### What needs to be done
Please give the date of the earliest event reported in the Form 8-K filing for Dynavax Technologies Corporation.

### Document text
◆ ◆ ◆ ◆ ◆ ◆ ◆

UNITED STATES
SECURITIES AND EXCHANGE COMMISSION
Washington, D.C. 20549
Form 8-K
CURRENT REPORT
Pursuant to Section 13 or 15(d)
of the Securities Exchange Act of 1934
Date of Report (Date of earliest event reported): August 7, 2019
Dynavax Technologies Corporation
(Exact name of registrant as specified in its charter)
Commission File Number: 001-34207
Delaware | 33-0728374 | |
(State or other jurisdiction of incorporation) | (IRS Employer Identification No.) |
2100 Powell Street, Suite 900
Emeryville, CA 94608
(Address of principal executive offices, including zip code)
(510) 848-5100
(Registrant’s telephone number, including area code)
(Former name or former address, if changed since last report)

◆ ◆ ◆ ◆ ◆ ◆ ◆

### Information given
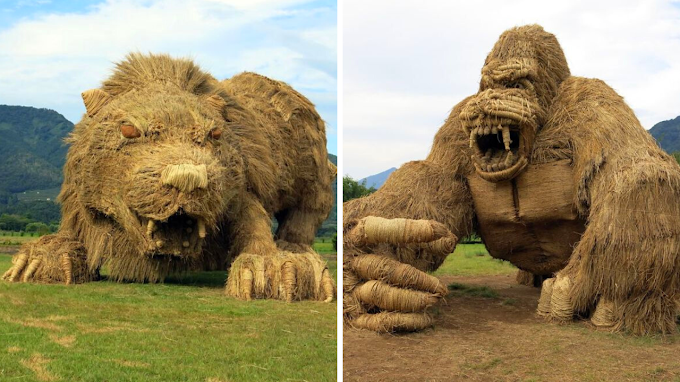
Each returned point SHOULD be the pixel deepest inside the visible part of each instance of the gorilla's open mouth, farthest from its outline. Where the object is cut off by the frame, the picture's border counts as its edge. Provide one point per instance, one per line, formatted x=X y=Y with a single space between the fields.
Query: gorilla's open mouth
x=497 y=149
x=499 y=153
x=179 y=235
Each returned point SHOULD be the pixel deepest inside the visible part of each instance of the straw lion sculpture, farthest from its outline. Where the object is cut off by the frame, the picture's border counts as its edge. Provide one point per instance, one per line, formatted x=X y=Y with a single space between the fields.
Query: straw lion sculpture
x=556 y=175
x=170 y=170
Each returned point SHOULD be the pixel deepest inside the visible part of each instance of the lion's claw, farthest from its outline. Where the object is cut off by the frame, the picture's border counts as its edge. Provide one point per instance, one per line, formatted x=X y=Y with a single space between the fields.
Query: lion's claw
x=51 y=259
x=285 y=276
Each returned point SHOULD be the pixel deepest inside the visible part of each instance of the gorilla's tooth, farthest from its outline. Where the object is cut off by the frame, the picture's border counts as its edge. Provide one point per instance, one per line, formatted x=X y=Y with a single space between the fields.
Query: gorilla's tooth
x=506 y=138
x=201 y=228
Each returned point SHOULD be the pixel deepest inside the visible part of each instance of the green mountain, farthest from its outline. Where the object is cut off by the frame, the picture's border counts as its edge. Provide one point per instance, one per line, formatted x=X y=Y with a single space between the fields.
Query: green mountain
x=667 y=133
x=32 y=151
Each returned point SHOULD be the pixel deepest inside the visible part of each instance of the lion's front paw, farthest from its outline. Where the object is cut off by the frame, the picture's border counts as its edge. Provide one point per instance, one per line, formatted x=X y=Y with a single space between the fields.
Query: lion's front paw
x=285 y=276
x=52 y=259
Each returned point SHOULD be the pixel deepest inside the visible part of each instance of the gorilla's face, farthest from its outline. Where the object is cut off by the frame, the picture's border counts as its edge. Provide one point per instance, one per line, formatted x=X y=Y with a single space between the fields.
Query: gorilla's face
x=520 y=78
x=502 y=119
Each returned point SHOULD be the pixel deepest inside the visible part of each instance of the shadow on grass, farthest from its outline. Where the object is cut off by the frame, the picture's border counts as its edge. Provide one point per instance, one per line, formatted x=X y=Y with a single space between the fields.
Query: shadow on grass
x=458 y=289
x=201 y=279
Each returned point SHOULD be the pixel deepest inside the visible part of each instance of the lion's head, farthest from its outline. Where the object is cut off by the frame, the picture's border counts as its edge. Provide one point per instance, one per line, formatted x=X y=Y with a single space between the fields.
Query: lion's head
x=155 y=158
x=520 y=78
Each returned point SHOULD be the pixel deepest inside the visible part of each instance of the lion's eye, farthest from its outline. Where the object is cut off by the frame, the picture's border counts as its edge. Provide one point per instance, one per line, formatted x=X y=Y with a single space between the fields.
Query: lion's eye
x=130 y=131
x=216 y=133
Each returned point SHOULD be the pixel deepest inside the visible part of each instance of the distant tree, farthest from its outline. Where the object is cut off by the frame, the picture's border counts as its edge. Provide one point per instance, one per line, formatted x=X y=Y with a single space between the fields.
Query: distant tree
x=351 y=189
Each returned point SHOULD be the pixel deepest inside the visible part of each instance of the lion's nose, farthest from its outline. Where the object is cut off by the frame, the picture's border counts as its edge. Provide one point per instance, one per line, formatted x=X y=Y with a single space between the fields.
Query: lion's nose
x=185 y=177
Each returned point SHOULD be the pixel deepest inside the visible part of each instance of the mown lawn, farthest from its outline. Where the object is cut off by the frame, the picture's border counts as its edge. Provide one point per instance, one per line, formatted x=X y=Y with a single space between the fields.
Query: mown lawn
x=473 y=260
x=183 y=330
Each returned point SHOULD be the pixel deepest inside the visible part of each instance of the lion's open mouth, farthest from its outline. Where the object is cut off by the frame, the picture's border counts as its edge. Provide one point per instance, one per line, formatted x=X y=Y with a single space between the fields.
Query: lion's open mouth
x=179 y=235
x=499 y=152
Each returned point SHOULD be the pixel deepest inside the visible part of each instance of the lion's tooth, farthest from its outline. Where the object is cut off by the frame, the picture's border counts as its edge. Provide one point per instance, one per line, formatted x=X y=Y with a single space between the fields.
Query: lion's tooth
x=201 y=228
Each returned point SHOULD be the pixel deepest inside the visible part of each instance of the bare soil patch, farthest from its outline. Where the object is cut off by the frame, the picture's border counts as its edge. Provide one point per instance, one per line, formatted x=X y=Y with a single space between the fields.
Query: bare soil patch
x=483 y=339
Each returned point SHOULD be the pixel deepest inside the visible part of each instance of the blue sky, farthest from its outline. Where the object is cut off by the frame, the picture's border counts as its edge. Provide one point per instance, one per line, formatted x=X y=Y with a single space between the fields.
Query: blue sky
x=52 y=50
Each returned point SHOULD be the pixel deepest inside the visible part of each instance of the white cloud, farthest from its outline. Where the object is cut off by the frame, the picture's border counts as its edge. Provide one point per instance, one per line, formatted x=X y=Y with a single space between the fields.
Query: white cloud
x=47 y=60
x=409 y=51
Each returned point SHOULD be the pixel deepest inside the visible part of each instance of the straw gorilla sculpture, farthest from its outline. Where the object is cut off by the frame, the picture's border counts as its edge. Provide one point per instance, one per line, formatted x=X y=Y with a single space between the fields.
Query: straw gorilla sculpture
x=556 y=175
x=171 y=170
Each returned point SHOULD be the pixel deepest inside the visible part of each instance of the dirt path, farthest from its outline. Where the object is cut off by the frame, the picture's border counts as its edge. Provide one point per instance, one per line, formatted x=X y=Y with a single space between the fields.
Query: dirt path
x=489 y=339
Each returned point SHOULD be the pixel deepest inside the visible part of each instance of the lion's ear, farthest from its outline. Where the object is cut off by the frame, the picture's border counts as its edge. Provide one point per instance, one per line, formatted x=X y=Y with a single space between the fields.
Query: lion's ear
x=94 y=100
x=216 y=102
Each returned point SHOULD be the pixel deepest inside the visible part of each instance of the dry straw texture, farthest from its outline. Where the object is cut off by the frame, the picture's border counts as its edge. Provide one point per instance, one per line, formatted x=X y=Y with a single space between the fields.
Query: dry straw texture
x=171 y=170
x=557 y=176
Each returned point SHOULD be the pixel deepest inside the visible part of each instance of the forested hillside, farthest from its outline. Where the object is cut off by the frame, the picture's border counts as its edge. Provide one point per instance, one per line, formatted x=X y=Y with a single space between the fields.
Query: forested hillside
x=32 y=151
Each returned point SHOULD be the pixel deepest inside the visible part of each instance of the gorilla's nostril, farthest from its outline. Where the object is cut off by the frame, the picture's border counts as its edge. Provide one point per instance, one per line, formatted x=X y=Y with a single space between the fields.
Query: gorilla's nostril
x=185 y=177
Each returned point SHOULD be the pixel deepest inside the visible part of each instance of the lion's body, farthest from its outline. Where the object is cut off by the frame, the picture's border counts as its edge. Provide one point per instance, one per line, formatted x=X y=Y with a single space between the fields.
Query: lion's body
x=171 y=170
x=598 y=202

◆ ◆ ◆ ◆ ◆ ◆ ◆

### Task answer
August 7, 2019